Records from a data source
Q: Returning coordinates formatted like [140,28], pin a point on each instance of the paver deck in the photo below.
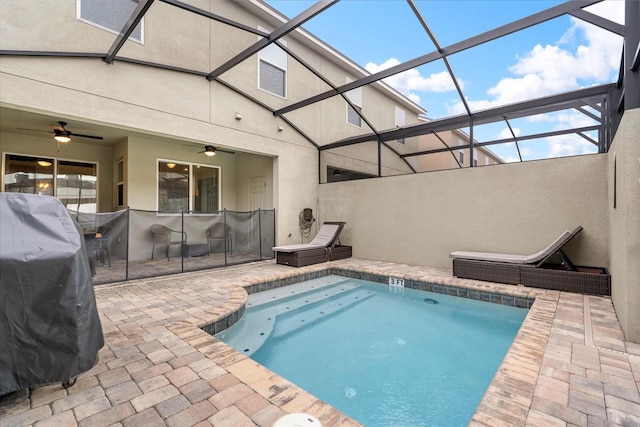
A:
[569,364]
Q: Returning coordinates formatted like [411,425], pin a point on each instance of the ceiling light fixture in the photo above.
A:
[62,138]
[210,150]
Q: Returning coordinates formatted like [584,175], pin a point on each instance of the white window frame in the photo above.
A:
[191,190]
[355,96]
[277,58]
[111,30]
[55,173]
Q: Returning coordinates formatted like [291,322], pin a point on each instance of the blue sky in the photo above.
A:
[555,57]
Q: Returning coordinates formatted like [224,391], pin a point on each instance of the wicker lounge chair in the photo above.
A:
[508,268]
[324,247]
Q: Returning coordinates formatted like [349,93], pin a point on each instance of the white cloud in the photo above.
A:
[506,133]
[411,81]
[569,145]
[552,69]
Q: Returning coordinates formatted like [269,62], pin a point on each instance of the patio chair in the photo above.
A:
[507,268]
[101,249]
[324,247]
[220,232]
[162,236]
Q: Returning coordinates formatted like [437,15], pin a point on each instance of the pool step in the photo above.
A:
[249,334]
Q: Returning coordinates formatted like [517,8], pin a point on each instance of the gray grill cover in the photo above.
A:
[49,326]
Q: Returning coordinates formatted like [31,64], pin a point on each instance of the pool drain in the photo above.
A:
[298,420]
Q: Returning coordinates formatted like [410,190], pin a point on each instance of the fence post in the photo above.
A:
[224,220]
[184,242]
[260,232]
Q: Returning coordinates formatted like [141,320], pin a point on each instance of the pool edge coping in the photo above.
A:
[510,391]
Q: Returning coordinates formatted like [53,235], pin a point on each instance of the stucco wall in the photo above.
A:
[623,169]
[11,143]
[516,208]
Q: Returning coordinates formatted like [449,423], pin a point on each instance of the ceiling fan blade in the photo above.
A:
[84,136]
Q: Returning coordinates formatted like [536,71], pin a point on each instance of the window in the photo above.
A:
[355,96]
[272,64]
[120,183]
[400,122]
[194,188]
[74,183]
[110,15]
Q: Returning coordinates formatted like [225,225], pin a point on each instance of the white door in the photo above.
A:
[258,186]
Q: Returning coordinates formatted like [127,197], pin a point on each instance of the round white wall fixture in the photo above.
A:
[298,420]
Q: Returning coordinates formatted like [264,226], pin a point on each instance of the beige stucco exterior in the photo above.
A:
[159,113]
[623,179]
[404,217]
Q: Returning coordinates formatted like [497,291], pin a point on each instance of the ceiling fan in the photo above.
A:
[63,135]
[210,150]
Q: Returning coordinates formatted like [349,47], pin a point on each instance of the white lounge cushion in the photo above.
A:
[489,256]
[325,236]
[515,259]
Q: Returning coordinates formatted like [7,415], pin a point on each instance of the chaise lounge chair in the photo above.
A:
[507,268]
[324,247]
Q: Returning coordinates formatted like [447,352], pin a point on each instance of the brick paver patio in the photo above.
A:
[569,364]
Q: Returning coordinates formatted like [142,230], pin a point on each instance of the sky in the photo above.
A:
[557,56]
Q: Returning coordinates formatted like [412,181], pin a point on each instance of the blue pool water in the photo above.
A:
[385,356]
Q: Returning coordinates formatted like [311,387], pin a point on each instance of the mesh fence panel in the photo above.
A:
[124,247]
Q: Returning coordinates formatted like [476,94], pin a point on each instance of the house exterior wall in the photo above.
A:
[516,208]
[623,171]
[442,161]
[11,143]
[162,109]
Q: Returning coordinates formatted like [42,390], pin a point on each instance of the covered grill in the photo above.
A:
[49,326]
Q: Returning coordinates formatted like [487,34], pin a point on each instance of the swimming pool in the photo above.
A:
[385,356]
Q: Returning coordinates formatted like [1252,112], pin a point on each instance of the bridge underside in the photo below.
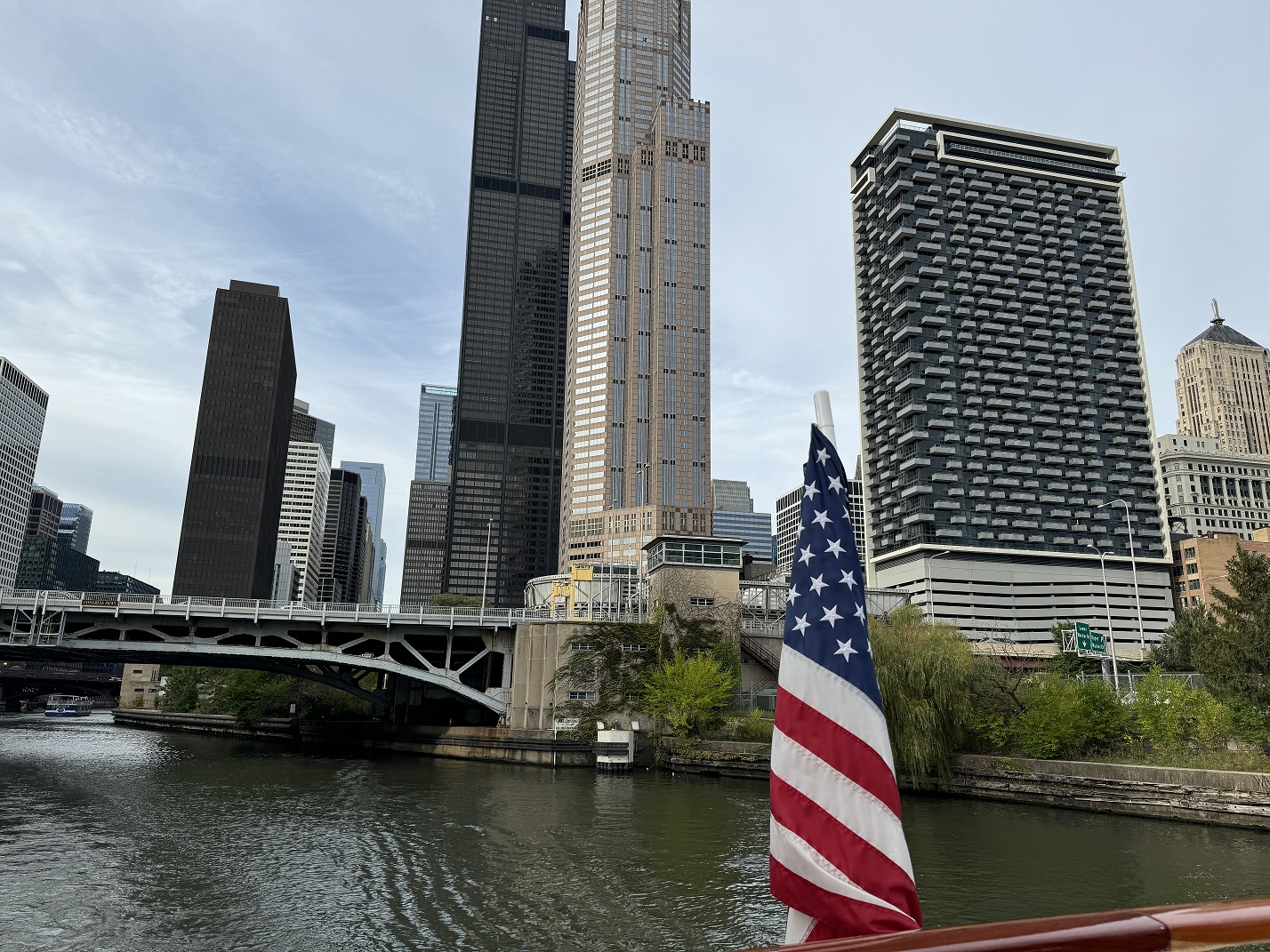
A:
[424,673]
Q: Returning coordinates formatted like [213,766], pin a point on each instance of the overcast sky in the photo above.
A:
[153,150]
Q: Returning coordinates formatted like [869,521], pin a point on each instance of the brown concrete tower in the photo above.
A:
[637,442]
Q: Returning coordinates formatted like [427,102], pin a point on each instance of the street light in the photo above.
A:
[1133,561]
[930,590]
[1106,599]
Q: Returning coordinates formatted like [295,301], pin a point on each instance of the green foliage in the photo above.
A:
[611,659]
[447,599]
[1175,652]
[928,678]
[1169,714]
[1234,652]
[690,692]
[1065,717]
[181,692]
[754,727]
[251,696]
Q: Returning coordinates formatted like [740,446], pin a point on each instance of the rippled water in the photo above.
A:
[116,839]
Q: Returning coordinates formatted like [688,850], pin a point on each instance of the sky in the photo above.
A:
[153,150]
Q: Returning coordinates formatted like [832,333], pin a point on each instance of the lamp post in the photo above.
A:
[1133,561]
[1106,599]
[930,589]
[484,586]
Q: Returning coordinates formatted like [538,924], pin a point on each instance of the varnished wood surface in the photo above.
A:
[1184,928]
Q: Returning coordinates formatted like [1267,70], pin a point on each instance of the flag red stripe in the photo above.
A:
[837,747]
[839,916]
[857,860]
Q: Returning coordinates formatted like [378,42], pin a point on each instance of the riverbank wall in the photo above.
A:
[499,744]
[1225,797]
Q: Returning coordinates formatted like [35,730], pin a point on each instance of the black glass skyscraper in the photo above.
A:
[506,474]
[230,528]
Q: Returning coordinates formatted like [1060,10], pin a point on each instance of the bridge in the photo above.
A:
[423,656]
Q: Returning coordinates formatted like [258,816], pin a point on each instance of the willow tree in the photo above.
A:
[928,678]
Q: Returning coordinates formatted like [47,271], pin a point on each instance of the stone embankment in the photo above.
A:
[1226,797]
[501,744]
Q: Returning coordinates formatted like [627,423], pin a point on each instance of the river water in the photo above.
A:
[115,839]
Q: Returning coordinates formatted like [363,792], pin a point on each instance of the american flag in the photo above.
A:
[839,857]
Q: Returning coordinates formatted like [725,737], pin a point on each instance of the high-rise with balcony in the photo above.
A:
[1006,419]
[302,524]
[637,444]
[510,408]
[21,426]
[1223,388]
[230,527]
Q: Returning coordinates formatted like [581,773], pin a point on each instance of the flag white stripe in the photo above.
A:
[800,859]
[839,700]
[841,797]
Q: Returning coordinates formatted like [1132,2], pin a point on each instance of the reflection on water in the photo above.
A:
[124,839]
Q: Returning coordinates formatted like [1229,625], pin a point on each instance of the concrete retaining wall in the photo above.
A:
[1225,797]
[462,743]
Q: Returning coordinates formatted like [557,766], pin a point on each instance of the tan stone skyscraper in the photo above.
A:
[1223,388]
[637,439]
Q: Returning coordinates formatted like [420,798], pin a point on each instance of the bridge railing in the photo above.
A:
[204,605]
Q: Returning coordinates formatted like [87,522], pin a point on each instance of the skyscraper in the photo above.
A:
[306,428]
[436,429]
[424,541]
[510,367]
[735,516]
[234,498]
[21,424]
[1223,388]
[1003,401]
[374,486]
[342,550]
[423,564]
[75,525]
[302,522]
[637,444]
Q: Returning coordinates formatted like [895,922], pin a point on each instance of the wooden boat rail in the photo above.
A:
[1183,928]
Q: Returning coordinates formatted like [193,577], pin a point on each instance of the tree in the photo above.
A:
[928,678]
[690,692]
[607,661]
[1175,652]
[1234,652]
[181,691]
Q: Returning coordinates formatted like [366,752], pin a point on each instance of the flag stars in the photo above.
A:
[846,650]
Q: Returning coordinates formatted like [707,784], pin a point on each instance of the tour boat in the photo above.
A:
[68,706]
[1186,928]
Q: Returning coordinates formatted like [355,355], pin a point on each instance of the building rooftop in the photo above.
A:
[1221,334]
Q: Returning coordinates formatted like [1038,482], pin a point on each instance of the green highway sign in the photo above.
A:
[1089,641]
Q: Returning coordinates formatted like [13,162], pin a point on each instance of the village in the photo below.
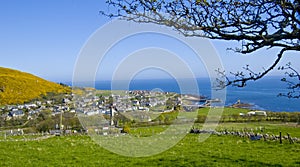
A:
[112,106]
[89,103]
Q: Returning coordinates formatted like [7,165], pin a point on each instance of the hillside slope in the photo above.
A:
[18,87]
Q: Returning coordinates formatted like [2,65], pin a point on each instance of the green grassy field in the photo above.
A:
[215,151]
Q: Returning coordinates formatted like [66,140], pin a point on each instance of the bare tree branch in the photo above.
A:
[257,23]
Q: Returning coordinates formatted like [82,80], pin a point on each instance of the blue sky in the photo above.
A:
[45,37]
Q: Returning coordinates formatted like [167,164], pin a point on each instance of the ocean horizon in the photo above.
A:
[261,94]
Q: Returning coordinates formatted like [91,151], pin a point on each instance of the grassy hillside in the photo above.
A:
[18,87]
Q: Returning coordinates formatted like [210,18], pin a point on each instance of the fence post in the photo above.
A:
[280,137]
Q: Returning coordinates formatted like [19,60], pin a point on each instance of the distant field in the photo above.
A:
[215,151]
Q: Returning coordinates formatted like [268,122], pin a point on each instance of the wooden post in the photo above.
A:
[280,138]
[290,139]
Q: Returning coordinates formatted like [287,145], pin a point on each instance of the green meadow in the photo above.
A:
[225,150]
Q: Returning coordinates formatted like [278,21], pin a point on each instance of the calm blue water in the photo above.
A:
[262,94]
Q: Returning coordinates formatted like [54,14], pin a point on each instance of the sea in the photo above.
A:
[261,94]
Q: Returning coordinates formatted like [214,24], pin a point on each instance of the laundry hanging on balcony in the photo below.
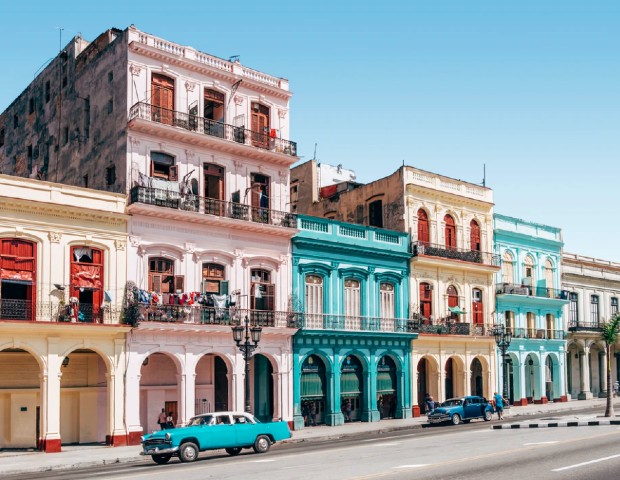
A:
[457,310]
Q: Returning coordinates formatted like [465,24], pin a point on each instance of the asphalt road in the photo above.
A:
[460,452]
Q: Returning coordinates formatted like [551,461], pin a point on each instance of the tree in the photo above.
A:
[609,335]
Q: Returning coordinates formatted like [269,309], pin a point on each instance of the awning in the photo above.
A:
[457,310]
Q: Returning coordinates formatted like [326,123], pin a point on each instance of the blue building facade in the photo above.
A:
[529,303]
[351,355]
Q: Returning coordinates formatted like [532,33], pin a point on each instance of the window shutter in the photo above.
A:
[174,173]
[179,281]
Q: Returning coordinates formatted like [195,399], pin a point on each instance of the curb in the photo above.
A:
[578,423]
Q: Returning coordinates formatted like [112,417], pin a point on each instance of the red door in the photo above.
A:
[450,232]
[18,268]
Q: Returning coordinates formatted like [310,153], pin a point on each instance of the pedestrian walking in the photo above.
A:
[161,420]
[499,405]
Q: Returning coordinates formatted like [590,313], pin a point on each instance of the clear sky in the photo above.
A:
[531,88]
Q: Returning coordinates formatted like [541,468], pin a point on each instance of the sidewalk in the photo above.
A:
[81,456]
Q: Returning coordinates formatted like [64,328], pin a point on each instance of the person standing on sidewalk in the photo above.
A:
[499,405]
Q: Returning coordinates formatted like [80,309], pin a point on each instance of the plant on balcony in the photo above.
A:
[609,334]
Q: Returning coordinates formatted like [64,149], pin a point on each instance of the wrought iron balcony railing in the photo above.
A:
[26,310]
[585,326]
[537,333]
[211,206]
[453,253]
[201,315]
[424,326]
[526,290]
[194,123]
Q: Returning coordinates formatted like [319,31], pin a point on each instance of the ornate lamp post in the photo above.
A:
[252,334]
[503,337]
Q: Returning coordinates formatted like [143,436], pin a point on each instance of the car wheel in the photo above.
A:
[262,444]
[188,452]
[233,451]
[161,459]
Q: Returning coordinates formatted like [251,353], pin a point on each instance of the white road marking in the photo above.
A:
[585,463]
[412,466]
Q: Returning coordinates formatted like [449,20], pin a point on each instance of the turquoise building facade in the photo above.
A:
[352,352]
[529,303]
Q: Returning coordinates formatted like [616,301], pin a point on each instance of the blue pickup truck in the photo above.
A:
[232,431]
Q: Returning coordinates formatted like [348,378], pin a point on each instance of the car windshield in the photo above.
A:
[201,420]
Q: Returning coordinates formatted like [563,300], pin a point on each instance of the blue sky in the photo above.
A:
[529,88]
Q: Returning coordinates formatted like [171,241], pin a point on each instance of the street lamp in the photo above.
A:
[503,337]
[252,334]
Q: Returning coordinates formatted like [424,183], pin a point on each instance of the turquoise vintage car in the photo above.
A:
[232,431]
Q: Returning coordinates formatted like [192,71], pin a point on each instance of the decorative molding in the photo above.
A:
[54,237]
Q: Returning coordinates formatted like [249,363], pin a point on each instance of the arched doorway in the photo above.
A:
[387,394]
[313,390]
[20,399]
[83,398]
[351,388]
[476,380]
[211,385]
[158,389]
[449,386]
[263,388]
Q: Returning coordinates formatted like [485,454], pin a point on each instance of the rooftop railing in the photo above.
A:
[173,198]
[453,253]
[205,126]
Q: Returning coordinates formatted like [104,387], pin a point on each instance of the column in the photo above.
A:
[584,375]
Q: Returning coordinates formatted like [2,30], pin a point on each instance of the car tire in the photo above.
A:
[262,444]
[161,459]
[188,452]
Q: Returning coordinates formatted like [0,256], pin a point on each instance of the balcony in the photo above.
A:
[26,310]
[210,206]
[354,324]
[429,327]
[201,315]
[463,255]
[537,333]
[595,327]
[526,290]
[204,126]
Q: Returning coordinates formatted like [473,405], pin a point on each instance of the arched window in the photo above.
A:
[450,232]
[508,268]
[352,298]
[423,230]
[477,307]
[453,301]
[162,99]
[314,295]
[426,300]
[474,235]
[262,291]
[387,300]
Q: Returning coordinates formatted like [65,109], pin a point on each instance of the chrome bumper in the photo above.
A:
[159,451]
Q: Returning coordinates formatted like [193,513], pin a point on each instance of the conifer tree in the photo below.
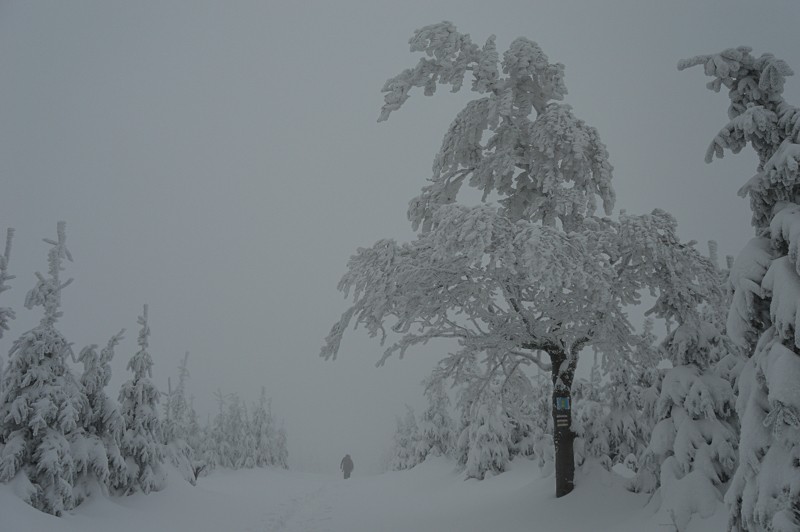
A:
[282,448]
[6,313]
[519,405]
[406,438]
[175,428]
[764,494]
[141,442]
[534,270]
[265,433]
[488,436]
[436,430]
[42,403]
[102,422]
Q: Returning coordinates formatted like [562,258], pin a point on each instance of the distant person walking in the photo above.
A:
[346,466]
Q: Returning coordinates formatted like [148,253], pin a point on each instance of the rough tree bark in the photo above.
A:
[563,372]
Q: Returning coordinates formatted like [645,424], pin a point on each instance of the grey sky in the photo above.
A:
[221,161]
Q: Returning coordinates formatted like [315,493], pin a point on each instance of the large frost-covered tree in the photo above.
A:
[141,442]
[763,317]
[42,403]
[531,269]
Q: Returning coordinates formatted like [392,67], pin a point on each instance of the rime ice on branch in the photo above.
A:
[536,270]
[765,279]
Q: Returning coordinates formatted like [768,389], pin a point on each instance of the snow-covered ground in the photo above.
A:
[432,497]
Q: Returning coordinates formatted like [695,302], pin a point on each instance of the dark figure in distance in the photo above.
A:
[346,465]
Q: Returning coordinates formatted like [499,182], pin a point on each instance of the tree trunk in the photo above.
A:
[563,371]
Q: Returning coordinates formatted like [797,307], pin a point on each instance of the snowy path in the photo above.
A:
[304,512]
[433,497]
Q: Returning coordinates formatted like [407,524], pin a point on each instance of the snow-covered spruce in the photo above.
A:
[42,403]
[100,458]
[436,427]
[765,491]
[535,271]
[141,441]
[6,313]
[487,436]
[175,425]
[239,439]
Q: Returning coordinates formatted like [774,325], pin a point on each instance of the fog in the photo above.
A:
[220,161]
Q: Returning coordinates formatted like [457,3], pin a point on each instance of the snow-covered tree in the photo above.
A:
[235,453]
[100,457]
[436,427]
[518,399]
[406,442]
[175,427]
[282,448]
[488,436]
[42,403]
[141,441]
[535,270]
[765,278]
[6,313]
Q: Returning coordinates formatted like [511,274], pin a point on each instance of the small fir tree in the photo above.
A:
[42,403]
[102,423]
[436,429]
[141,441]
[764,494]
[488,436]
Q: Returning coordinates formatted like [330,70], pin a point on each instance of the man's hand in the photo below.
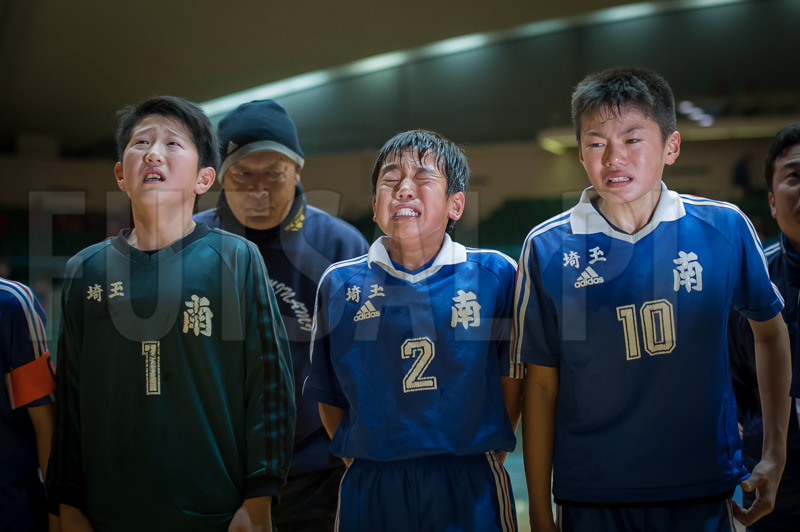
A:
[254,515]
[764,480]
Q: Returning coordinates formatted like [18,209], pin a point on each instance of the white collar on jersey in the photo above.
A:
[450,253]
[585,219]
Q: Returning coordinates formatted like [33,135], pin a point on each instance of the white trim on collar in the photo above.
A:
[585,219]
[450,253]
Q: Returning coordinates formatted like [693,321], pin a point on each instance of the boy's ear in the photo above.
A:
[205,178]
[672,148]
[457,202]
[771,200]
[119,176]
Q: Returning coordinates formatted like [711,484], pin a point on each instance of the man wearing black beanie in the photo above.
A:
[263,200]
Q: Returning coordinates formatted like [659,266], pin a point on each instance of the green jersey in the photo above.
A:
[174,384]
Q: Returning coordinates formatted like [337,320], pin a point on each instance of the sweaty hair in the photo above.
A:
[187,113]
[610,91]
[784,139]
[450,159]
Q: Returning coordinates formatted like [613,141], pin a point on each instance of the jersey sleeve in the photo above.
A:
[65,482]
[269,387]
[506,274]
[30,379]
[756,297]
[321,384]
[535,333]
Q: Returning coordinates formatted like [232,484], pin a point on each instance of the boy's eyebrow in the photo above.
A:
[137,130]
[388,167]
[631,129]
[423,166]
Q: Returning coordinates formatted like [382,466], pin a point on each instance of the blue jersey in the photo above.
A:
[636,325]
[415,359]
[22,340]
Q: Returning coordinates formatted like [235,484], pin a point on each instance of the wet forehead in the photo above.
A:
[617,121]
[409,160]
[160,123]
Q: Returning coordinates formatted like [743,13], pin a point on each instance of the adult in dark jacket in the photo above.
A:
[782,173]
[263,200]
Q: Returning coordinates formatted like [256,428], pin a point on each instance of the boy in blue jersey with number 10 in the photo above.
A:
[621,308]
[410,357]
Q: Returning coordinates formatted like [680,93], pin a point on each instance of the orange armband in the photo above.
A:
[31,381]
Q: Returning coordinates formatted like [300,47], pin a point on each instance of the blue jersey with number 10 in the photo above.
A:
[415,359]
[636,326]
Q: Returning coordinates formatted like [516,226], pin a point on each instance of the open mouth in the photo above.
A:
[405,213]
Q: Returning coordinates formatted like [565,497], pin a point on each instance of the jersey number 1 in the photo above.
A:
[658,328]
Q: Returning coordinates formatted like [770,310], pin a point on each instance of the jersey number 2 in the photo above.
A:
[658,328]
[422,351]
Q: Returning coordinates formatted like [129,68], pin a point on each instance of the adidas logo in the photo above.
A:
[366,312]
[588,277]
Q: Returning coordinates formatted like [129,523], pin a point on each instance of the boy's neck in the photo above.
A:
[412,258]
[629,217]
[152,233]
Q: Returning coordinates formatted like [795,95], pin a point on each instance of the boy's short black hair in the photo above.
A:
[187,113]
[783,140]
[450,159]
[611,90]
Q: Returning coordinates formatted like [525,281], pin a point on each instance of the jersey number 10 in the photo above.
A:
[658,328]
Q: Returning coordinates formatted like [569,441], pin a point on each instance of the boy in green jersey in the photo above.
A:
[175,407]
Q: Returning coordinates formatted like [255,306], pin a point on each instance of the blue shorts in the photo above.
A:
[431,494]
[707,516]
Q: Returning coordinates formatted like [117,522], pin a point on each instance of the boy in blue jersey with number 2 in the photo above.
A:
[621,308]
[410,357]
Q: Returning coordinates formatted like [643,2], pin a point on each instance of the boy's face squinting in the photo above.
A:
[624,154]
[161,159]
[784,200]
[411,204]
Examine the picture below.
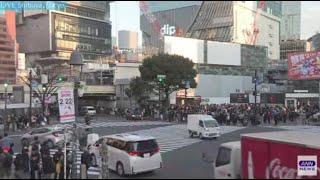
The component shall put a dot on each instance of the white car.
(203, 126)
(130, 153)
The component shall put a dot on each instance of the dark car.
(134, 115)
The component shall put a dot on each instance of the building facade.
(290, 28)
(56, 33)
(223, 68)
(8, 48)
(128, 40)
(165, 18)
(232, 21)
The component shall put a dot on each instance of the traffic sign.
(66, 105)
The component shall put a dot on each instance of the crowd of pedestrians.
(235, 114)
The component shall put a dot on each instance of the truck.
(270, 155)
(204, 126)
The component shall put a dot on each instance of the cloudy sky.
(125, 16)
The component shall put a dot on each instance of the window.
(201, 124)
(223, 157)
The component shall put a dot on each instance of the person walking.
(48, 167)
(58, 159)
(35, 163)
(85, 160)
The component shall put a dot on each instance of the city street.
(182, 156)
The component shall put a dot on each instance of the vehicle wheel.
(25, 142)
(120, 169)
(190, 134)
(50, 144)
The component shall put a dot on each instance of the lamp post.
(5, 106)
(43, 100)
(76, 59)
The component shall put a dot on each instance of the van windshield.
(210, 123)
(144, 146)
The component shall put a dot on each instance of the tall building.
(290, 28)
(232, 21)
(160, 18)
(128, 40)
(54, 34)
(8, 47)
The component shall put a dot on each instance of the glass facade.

■ **ABOUT THIS TASK**
Find the lines above that contain the word "stucco" and collect them.

■ **EXERCISE SOLUTION**
Q: Returning coordinates formatted like [53,235], pin a point on each instance of the stucco wall in the photo above.
Q: Returning coordinates formatted like [264,226], pin a point on each instance of the beige stucco exterior in the photo above.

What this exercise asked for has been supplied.